**DO THIS**
Can you copy out the blog post below on the contemporary American zeitgeist word for word, from start to finish?

**QUOTED PASSAGE**
Wednesday, March 7, 2007

Culture Critique - Contemporary American Zeitgeist

Since this will be my first content post, I figured I would list some of the influences of this post. Most of these are feminist blogs, and I will list my current, and subject to change, favorites (according to the criteria that they have the soundest theory I have found--that is, those that agree with mine--hah!):

Pam's House Blend
Women of Color Blog
Queer Dude
Bitch PhD

Many of these blogs deal with feminist and "progressive" (or whatever) issues and all are based in America. As a Canadian, I feel like I have a certain amount of distance from the fray, however much I sympathize with the issues being raised. I also feel like I can provide an interesting analysis about the cultural situation down there.

One of the things that these blogs have in common is their engagement with the many faces of "bigotry" and "conservativism" (their terms) that pervade the American public sphere. I have much sympathy for their arguements, though I only relate in lived experience in terms of how what goes on in America only somtimes affects me directly, but very often indirectly. So, I do have a small stake in this debate, because as we all know local issues are somehow also global issues--the details depend on the place and issue. Nonetheless, for all their differences, many cultural issues in America also play out in variously similar and different ways in Canada. So, on to my analysis.

**MATERIAL**
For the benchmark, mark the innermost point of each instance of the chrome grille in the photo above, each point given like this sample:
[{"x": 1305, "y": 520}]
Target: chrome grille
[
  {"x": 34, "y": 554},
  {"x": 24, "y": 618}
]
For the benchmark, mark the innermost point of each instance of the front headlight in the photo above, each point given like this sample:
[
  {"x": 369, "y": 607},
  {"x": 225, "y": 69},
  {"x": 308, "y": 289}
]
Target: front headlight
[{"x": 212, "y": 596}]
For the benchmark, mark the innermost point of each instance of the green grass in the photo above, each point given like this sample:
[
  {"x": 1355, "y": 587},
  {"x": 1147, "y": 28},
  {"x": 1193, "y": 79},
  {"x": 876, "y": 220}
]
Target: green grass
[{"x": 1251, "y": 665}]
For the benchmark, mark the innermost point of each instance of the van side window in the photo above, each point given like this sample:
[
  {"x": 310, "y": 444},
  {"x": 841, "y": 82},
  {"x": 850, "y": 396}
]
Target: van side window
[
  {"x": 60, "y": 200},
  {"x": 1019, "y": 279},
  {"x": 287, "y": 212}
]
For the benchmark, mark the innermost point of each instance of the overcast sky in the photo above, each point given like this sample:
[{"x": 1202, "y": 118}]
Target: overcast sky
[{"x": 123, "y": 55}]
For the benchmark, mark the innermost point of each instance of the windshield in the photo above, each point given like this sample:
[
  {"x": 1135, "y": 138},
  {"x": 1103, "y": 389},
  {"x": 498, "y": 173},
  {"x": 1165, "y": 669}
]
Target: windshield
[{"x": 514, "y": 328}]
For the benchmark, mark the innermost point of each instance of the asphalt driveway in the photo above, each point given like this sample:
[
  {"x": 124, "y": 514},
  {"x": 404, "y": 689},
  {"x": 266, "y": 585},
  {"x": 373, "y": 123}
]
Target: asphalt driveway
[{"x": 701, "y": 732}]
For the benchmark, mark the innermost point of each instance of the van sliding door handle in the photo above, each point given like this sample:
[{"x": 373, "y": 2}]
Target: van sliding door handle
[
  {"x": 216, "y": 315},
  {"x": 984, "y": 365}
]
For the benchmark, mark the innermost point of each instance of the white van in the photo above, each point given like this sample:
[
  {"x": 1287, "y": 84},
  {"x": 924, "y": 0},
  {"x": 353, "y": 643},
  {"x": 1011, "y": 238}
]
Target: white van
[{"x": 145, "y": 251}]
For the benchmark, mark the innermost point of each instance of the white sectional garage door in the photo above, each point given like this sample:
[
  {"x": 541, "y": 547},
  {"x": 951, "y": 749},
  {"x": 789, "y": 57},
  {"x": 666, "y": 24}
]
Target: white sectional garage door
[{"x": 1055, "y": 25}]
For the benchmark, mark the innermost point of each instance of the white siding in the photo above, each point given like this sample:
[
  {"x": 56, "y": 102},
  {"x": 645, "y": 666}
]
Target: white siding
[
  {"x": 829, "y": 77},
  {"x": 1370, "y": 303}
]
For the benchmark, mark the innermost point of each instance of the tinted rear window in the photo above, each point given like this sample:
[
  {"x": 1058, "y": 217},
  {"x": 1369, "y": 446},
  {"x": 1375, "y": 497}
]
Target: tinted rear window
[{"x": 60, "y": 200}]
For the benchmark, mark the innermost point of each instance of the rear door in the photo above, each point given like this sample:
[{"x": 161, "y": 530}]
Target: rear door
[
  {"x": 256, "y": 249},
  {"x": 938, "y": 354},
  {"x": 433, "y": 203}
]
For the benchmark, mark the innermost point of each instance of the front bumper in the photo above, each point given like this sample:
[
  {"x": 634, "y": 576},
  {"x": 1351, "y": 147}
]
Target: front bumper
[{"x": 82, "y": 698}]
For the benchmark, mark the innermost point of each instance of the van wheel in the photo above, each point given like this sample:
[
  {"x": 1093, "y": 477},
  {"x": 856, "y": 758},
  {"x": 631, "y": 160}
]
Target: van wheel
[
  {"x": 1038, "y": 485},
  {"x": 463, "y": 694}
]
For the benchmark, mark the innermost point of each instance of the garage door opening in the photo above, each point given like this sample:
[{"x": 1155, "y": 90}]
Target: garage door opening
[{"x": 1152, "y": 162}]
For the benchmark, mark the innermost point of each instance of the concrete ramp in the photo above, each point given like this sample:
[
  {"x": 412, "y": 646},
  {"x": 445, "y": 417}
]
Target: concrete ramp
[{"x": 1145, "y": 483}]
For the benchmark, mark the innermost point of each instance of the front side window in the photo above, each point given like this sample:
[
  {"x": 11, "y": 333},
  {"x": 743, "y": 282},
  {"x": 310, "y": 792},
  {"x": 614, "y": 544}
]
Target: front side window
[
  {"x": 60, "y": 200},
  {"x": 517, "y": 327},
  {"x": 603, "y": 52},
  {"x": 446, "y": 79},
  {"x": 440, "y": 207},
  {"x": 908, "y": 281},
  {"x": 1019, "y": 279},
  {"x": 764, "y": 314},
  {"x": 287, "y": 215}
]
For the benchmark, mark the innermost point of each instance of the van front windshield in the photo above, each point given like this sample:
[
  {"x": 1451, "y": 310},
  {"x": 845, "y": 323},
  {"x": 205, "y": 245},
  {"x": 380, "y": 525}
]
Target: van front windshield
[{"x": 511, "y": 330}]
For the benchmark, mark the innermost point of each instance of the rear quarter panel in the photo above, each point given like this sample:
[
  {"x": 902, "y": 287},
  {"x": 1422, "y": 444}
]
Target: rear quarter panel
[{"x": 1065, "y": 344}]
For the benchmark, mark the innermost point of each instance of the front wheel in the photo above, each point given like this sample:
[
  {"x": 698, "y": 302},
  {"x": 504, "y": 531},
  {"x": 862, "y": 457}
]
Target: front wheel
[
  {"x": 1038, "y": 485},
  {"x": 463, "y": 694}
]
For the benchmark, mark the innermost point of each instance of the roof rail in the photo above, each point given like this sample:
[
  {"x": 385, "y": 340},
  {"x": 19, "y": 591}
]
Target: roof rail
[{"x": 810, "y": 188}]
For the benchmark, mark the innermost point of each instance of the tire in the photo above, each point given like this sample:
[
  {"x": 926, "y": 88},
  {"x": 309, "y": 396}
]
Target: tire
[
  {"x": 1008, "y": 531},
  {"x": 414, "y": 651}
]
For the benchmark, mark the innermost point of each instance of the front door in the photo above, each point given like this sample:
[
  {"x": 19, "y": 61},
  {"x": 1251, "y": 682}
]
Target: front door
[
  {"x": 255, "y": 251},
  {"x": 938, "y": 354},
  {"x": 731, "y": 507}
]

**CORRECT RESPONSE**
Wednesday, March 7, 2007

Culture Critique - Contemporary American Zeitgeist

Since this will be my first content post, I figured I would list some of the influences of this post. Most of these are feminist blogs, and I will list my current, and subject to change, favorites (according to the criteria that they have the soundest theory I have found--that is, those that agree with mine--hah!):

Pam's House Blend
Women of Color Blog
Queer Dude
Bitch PhD

Many of these blogs deal with feminist and "progressive" (or whatever) issues and all are based in America. As a Canadian, I feel like I have a certain amount of distance from the fray, however much I sympathize with the issues being raised. I also feel like I can provide an interesting analysis about the cultural situation down there.

One of the things that these blogs have in common is their engagement with the many faces of "bigotry" and "conservativism" (their terms) that pervade the American public sphere. I have much sympathy for their arguements, though I only relate in lived experience in terms of how what goes on in America only somtimes affects me directly, but very often indirectly. So, I do have a small stake in this debate, because as we all know local issues are somehow also global issues--the details depend on the place and issue. Nonetheless, for all their differences, many cultural issues in America also play out in variously similar and different ways in Canada. So, on to my analysis.